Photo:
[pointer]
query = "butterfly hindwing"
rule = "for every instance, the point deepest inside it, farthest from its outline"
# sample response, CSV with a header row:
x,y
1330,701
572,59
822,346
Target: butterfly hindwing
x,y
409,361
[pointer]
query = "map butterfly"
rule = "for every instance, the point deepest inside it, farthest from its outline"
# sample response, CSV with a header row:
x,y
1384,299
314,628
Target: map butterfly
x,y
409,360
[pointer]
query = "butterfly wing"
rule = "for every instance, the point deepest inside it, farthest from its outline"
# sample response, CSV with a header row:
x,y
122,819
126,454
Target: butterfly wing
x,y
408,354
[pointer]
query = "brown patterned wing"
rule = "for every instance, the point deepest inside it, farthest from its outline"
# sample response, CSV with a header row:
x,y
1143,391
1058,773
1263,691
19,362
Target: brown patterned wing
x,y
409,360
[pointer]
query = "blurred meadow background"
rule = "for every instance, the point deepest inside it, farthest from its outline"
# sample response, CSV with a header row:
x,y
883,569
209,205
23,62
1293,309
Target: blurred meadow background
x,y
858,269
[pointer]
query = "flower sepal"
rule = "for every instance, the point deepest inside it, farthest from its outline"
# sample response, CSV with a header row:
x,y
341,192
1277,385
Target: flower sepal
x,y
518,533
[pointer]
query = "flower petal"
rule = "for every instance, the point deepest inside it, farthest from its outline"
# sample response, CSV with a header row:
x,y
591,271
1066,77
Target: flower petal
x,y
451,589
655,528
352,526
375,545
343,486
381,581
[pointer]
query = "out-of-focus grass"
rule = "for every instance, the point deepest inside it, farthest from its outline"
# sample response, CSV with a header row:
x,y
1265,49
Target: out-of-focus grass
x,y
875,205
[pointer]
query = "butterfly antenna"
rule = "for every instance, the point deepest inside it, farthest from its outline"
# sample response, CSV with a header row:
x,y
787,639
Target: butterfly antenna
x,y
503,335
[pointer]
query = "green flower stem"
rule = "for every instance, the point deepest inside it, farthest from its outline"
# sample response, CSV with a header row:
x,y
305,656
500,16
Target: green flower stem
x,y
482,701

********************

● **EXERCISE INSTRUCTIONS**
Please output every record, keeping each line exact.

● **WRITTEN RESPONSE**
Photo:
[pointer]
query = "butterfly hindwing"
rule = "for every instance, the point deepest inside it, farthest from its outline"
# sample response, CSV with a header row:
x,y
1330,701
572,59
822,346
Target: butterfly hindwing
x,y
409,361
[pointer]
query = "map butterfly"
rule = "for every instance, the point deepest inside it, farthest from its outline"
# sample response, CSV with a header row:
x,y
1384,299
314,628
Target: map butterfly
x,y
409,360
[pointer]
query = "butterfly wing"
rule = "for every instance, the point deepest inside it, farthest from its outline"
# sample response, CSV with a header row:
x,y
122,819
126,454
Target: butterfly wing
x,y
408,354
[pointer]
query = "brown patterned wing"
rule = "for every instance, the point deepest inside it, farthest from its outline"
# sample response, CSV with a header row:
x,y
1143,391
1058,773
1263,691
19,362
Target: brown patterned wing
x,y
409,360
[pointer]
query = "blurred meadow background"
rule = "for every instance, the point deepest inside it, farthest from its outline"
# sample response, CSV with a header row:
x,y
883,569
209,205
23,62
1293,309
Target: blurred meadow background
x,y
858,269
[pointer]
query = "flower sepal"
rule = "for every instance, the point deepest inside it, farthest from its outline"
# sample response, CSV with a header row:
x,y
341,192
1277,385
Target: flower sepal
x,y
518,533
[pointer]
query = "flower petal"
rule = "for every instance, the point deepest inside it, farthest from its outline"
# sample response, CSV with a header row:
x,y
591,271
1066,77
Target: flower petal
x,y
451,589
655,528
352,526
375,545
343,486
381,581
[pointer]
query = "out-of-focus grass"
rule = "for every instance, the point deepest inside it, farthest from its outline"
# sample response, CSV with a header row:
x,y
1265,49
Target: out-of-focus grass
x,y
875,205
[pointer]
query = "butterfly antenna"
rule = "for every instance, the point deepest inside it, farthest from its outline"
# sample response, CSV with a header row:
x,y
787,639
Target: butterfly antenna
x,y
503,335
[pointer]
query = "green flower stem"
rule = "for every instance, the point deepest inside it, farthest from its outline"
# sample response, CSV with a header row:
x,y
305,656
500,16
Target: green flower stem
x,y
482,701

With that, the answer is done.